[Region pointing data]
============

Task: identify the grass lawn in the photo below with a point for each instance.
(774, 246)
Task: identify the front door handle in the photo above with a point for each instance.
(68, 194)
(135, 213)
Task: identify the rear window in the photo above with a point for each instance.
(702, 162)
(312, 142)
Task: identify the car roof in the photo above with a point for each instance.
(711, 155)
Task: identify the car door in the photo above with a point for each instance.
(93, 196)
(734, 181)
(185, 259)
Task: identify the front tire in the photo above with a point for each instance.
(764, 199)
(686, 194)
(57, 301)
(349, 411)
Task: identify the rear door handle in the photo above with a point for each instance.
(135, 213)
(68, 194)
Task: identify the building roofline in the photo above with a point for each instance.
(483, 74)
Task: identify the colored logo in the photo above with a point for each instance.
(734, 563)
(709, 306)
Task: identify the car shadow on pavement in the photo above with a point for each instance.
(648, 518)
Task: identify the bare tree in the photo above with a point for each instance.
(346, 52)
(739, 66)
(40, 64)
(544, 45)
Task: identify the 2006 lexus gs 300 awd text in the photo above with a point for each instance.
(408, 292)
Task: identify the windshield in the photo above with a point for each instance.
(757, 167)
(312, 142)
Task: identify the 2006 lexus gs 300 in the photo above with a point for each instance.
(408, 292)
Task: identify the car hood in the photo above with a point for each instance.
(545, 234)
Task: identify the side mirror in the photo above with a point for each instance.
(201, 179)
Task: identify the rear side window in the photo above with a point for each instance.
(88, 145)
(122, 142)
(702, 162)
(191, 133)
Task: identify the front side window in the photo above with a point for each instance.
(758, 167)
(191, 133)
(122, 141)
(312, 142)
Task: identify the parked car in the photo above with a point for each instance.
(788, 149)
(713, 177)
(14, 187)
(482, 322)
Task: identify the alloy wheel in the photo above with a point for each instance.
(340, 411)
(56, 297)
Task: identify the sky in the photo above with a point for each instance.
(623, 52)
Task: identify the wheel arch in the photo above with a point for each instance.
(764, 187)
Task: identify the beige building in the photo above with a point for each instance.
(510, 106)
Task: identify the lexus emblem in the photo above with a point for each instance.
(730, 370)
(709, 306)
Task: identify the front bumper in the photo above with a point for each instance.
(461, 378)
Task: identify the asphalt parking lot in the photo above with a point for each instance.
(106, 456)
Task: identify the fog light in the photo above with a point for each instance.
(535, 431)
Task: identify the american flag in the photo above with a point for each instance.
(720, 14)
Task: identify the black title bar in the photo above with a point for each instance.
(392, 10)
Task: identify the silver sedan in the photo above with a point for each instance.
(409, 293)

============

Your task is to output the full set of records exactly as presented.

Result of this exercise
Task: identify the grass lawn in the photo below with a point for each instance.
(774, 246)
Task: identify the front door handle in the photo above with a point for each instance.
(68, 194)
(135, 213)
Task: identify the rear window in the photo above with a point for each instance.
(702, 162)
(312, 142)
Task: identify the car roof in the photo above with a point for each instance.
(711, 155)
Task: identify the car door in the photo above with a point for each instance.
(93, 196)
(734, 181)
(185, 259)
Task: identify the front tire in the photo above with a point for each instance.
(764, 199)
(686, 194)
(57, 301)
(349, 411)
Task: identify the rear door handle in the photo above with a point for each instance.
(135, 213)
(68, 194)
Task: identify the building roofline in the photo above with a point for each instance.
(483, 74)
Task: identify the colored logo in the photo above with a point for each instance.
(734, 563)
(709, 306)
Task: identify the car shadow on pavement in the photo above with a point for each instance.
(648, 518)
Task: identify the bare tree in the photo above with a point for each instance.
(346, 52)
(739, 66)
(40, 64)
(544, 45)
Task: identify the 2006 lexus gs 300 awd text in the photo above with a point for each instance.
(408, 292)
Task: identify the windshield in the photo above with a point for each instance.
(757, 167)
(312, 142)
Task: identify the 2006 lexus gs 300 in the photo above with a point for each instance.
(408, 292)
Task: identify the car hood in the photo above with a point for each instance.
(545, 234)
Task: identify the side mirror in the photo above with a point for each instance.
(201, 179)
Task: identify the rear side window in the photo above with a point for each instance.
(88, 145)
(122, 142)
(702, 162)
(191, 133)
Task: identify the front side window in the photo above with a point for each instance.
(758, 167)
(191, 133)
(122, 141)
(312, 142)
Task: identify the parked car in the photo above with a point for each instance.
(788, 149)
(713, 177)
(14, 187)
(482, 322)
Task: identify the alloy wheel in the photo above with a point for each instance.
(340, 411)
(56, 297)
Task: identify the sky in the photo above with a point for each instance.
(623, 52)
Task: identify the wheel arch in the photo above with a point for each instance.
(764, 187)
Task: identify the beige building in the photo above with a point for each instance.
(510, 106)
Task: identify the lexus emblem in the photo above with a point for each instance.
(730, 370)
(709, 306)
Task: identify the front bumper in the photo above with a point for each instance.
(461, 378)
Task: identify the asphalt parking lot in the photo above with a point for each instance.
(106, 456)
Task: identify the fog light in the photo above with a point for each instance.
(535, 431)
Task: identify the american flag in the photo above with a point for each instance.
(720, 14)
Task: identify the black title bar in the photo above with a point for each instance.
(392, 10)
Task: identify the silver sedan in the photo above with a point for each instance.
(409, 293)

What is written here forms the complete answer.